- **Page excerpt**
=-=-=-=-=

|The Roots bed|
The root veg that I regularly grow include beetroot, parsnip and carrot. I have also got a few celeriac plants, which I will describe in this blog post as well. Earlier in the year I had a few kohlrabi, which were excellent, but that was before I got the Blogging Bug, so I didn't photograph them. I have in the past tried Swedes (they occupied the ground for a long time; produced a modest yield of a product that is incredibly cheap to buy in the supermarket), and "ordinary" turnips too, such as "Golden Ball" (I found them very prone to pest damage and hard to grow well in my dry sandy soil -- and Jane doesn't like them anyway!)
In the past I have not had much success with carrots (which by rights ought to do well in my sandy soil), but this has been mainly because of carrot-fly infestation. I normally had to harvest the carrots very young, before the fly had had the opportunity to do much damage, but this inevitably meant very small yields (very young carrots are nice though, aren't they?). I did one year try Enviromesh for the barrier method of pest control, but I found that this restricted the amount of light and water the plants received. Even when watering by hand, most of the water ran off the mesh rather than penetrating it. Not a great success.
This year I decided to try some "fly-resistant" varieties. I had heard that these were perhaps a bit lacking in the flavour department, but actually this has not been the case. I bought seeds for "Resistafly" and "Flyaway", and sowed half a row of each. (My rows are only 2.4 metres long). After a hesitant start (the weather conditions in Spring were a bit wierd this year, and I had to re-sow part of the row in which practically no carrots germinated), they picked up and have gone on to produce my first-ever decent crop of proper full-size carrots. We have not eaten many of them yet, but those that we have had have been really good. Nice and tasty, a respectable size with few mis-shapes, and most importantly largely fly-free (though not entirely so). Here's some evidence...

=-=-=-=-=

- **Data extract**

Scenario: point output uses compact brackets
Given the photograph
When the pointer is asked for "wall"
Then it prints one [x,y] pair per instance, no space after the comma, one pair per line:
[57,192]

=-=-=-=-=

- **Requirement**
Copy everything from "This year I" down to "Here's some evidence..." in the roots bed text, swapping "carrots" for "parsnips".

- **Full solution**
This year I decided to try some "fly-resistant" varieties. I had heard that these were perhaps a bit lacking in the flavour department, but actually this has not been the case. I bought seeds for "Resistafly" and "Flyaway", and sowed half a row of each. (My rows are only 2.4 metres long). After a hesitant start (the weather conditions in Spring were a bit wierd this year, and I had to re-sow part of the row in which practically no parsnips germinated), they picked up and have gone on to produce my first-ever decent crop of proper full-size parsnips. We have not eaten many of them yet, but those that we have had have been really good. Nice and tasty, a respectable size with few mis-shapes, and most importantly largely fly-free (though not entirely so). Here's some evidence...